◆ What needs to be done
Count the lines in the records below that contain the word "jacket", and reply with the number alone.

◆ Source records
____________________
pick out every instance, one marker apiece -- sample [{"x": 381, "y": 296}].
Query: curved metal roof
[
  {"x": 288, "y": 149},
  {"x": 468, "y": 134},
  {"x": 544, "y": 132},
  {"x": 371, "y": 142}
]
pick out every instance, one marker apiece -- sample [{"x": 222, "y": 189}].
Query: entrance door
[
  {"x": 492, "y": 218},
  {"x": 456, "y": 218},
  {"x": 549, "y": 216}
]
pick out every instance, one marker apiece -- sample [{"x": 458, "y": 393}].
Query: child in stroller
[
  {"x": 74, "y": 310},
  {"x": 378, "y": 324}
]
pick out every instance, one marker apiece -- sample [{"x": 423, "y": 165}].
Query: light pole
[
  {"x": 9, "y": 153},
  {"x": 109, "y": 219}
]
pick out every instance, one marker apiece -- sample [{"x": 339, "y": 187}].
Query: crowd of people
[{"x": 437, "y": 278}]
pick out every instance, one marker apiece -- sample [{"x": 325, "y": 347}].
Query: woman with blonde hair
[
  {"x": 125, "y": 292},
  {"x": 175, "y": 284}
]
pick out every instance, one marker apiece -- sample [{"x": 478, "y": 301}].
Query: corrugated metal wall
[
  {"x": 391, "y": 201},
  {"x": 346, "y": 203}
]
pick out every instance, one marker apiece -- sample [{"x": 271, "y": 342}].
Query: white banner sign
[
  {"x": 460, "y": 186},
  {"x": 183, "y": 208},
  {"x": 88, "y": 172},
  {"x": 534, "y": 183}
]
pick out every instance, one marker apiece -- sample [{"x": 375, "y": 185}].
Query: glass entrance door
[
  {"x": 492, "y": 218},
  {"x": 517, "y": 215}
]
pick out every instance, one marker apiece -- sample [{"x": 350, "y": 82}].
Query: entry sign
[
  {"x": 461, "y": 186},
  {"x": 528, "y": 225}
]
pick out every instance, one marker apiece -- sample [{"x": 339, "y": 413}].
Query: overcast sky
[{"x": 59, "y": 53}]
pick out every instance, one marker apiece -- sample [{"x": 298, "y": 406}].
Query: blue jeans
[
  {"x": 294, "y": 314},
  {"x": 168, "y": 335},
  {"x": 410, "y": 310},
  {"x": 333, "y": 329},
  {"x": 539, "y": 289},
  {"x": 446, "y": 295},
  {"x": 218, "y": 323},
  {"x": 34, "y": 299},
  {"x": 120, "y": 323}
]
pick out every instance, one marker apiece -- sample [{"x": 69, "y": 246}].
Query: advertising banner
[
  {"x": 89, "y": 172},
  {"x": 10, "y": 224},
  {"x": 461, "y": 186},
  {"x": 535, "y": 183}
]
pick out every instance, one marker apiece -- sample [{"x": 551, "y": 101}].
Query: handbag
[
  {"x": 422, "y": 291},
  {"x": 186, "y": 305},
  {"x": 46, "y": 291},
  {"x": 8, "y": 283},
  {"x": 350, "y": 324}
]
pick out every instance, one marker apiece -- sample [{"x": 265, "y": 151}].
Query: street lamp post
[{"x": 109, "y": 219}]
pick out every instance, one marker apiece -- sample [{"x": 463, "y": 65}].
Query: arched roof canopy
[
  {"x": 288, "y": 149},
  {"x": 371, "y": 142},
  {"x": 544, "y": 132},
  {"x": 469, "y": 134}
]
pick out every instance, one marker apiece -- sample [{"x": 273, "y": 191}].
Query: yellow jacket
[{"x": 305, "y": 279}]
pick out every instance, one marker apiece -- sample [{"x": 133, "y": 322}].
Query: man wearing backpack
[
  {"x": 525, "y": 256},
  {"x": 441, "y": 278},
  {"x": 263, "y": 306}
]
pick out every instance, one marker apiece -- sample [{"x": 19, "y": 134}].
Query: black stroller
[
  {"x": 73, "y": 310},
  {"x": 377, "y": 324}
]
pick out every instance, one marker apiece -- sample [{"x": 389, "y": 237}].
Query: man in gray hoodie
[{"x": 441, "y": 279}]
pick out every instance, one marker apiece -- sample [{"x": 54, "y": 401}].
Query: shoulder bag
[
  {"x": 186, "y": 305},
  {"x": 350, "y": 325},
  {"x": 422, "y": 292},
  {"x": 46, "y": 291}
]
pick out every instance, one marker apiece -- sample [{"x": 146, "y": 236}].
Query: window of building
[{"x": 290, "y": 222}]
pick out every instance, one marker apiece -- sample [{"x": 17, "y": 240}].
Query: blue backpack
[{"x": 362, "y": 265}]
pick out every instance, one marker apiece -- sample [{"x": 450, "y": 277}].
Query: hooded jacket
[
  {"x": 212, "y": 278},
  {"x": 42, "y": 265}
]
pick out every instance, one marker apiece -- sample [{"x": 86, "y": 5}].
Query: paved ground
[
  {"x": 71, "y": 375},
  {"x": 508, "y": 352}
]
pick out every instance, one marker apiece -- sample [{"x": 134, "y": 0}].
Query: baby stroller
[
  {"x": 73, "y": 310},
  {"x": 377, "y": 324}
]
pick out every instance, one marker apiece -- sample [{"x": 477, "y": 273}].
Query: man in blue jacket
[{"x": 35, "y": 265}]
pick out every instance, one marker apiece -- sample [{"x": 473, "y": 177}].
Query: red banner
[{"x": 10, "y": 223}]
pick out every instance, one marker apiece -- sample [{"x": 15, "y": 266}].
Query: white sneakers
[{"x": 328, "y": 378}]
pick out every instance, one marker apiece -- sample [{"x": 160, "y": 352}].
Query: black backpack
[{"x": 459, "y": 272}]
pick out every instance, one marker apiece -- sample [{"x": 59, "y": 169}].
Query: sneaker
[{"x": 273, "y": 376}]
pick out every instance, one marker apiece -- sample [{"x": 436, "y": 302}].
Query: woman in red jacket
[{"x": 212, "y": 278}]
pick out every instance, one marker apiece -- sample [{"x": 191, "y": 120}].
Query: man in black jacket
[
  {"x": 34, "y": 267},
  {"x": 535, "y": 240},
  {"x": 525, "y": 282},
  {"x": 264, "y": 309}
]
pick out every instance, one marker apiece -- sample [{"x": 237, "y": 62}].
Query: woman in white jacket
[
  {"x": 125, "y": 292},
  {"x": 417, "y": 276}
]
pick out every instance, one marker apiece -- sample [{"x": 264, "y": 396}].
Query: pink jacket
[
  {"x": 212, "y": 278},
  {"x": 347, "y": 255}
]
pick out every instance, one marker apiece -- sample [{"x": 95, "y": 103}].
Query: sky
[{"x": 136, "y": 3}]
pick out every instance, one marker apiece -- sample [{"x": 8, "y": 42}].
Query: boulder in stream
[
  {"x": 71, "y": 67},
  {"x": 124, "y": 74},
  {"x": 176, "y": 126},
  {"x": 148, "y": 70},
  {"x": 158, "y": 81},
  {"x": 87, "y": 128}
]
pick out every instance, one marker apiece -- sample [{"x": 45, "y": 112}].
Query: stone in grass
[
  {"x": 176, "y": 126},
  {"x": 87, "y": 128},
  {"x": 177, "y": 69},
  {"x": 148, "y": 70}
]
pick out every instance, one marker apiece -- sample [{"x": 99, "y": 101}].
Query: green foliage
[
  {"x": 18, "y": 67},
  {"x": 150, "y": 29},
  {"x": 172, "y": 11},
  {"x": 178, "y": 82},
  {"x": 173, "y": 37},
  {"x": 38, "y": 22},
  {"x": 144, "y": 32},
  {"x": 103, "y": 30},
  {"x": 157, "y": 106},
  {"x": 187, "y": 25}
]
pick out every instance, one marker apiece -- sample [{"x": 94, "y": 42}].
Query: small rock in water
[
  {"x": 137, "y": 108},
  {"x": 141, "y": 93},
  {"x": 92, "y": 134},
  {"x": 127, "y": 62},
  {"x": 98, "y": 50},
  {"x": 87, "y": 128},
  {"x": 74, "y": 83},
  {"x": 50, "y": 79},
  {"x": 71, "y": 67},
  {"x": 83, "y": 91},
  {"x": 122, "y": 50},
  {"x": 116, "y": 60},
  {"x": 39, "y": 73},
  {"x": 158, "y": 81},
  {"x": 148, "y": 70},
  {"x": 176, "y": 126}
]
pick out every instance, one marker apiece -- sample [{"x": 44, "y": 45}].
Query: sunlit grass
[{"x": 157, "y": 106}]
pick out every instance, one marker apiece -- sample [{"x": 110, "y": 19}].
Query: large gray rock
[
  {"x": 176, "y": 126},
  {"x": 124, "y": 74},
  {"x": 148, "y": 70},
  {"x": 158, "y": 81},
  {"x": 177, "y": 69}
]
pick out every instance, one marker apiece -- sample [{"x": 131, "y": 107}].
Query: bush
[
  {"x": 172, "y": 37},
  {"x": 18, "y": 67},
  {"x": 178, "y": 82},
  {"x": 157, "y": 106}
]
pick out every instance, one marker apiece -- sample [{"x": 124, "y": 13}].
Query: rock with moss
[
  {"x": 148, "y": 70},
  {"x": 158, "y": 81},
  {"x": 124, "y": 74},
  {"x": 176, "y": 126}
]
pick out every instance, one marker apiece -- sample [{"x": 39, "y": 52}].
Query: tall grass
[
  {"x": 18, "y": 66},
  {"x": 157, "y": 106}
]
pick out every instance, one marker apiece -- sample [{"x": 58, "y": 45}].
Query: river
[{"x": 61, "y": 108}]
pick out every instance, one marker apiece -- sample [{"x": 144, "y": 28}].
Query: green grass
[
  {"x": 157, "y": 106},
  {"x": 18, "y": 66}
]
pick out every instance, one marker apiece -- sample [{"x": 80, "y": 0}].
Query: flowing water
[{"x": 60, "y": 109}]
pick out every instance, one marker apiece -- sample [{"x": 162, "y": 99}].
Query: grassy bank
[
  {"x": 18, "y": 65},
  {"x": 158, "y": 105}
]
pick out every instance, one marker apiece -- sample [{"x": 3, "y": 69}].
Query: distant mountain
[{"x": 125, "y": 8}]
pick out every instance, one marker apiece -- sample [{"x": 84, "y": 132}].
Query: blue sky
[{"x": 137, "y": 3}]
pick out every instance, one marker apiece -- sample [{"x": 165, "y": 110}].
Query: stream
____________________
◆ Written solution
7